→ **TASK REQUIREMENTS**
1/ In the episode recap, what was found burning in the oven?
2/ Return the passage of the episode recap that runs from "Then it's over" to "real daughter did.", copied word for word.
3/ Extend the episode recap beyond its final sentence, continuing in the same voice.

→ **PAGE**
■ ■ ■ ■ ■ ■ ■

A guy brings flowers to a woman's home.
He's disappointed when he sees sheets and pillow laid out on the
couch. I guess this is a husband trying to apologize for something?
Then he notices smoke coming from the stove in the kitchen, but
instead of turning off the oven, he opens it up and pulls the burned
item out with his bare hands, which will only serve to spread more
smoke everywhere. Maybe it's just a bad reflex?
Then, in the dining room, he finds
Muriel, laid out on the floor, dead, with a rose clutched in her
teeth!
Hey, remember how Joe has a daughter,
and an ex-wife he was dating again? Yeah, the show doesn't! He
appears in Emily's office and asks to take a few days off so that he
can romance this third ex-wife, the blackjack dealer from Vegas!
Seriously, Joe, you're the worst.
We get a rundown on the case - Muriel
was the second victim of the 'stab in the back, rose in the mouth'
killer! It's not a great name. Also, the thing that was burning in
the oven was a carton of cigarettes. Weird. The team concludes that
the victims probably knew their killer, since neither house was
broken into! Emily announces that they have to leave immediately,
since two bodies have been dropped in two nights, so the spree is
already on!
Then we check in on the killer, who
makes a rum and coke and pours it onto a woman's face, before
dropping a rose on her!
On the plan, we get some details about
the victims - one was young, rich, and a drunk, and the other was a
middle-aged married teacher! But both had relationship problems, and
the rose is generally a love thing, so maybe that's the key linking
them?
Then it's over to Joe, who's meeting
Crystal (that's the dealer's name) in a park in DC! We learn that her
daughter is getting married, and the show mentions that he and Hayden
have broken up. What the hell happened there, show? Her last
appearance was the two of them admitting to their daughter that they
were dating. Did the actor get a job?
Joe gets invited to the wedding, and he
invites Crystal and her daughter Portia to visit the FBI! Damn, she's
got a daughter... that lady better not get attacked by a serial
killer like his real daughter did.
At the office, Matt observes that the
tango can involve a rose clutched between the teeth. Reid corrects
him, pointing out that the authentic tango doesn't involve flowers,
that's just something from a movie. Of course, that's completely
irrelevant, since it doesn't matter what Argentinians do, unless your
subject is Argentinian. The rose/tango association is hard-wired into
the cultural subconscious, in the same way that rabbits eating
carrots is. Neither are accurate, but most people think they are, and
people's beliefs are what's important here.

■ ■ ■ ■ ■ ■ ■

→ **RECORDED DATA**
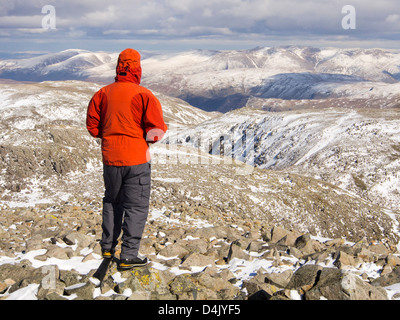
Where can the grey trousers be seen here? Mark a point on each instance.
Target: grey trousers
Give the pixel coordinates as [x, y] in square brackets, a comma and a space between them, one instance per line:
[125, 207]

■ ■ ■ ■ ■ ■ ■

→ **REPLIES**
1/ A carton of cigarettes.

2/
Then it's over to Joe, who's meeting
Crystal (that's the dealer's name) in a park in DC! We learn that her
daughter is getting married, and the show mentions that he and Hayden
have broken up. What the hell happened there, show? Her last
appearance was the two of them admitting to their daughter that they
were dating. Did the actor get a job?
Joe gets invited to the wedding, and he
invites Crystal and her daughter Portia to visit the FBI! Damn, she's
got a daughter... that lady better not get attacked by a serial
killer like his real daughter did.

3/
Emily comes in and announces that
they've found the third victim! Matt gets his first 'what about the
cooling off period' of the show, suggesting that he doesn't know that
all serial killers are spree killers in this world.
The ME mentions Derek when they go to
see her, so I guess she's been on the show before? We also learn that
the victims had extra, strange signature elements to their murders
beyond the rose. The first victim had a necklace pulled tight around
her neck after death, and the second had her face shoved into the
oven while the cigarettes were burning!
Reid and JJ go to the newest crime
scene, where it seems like the bonus signature piece was the drink,
since the killer brought the alcohol with him. The woman was a
church-going nurse with no relationships that anyone knows about,
which breaks that apparent link. Just how religious was she? Check
out her bookshelf:
Yup, that's a copy of Nikolae: Rise of
the Antichrist, of the Left Behind books! So a little on the crazy
side, religiously-speaking. She also had a ton of romance novels, so
maybe this was related to a suitor of some kind, after all?
Joe takes the ladies to meet Garcia,
and then bonds with his future ex-stepson-in-law over shooting guns!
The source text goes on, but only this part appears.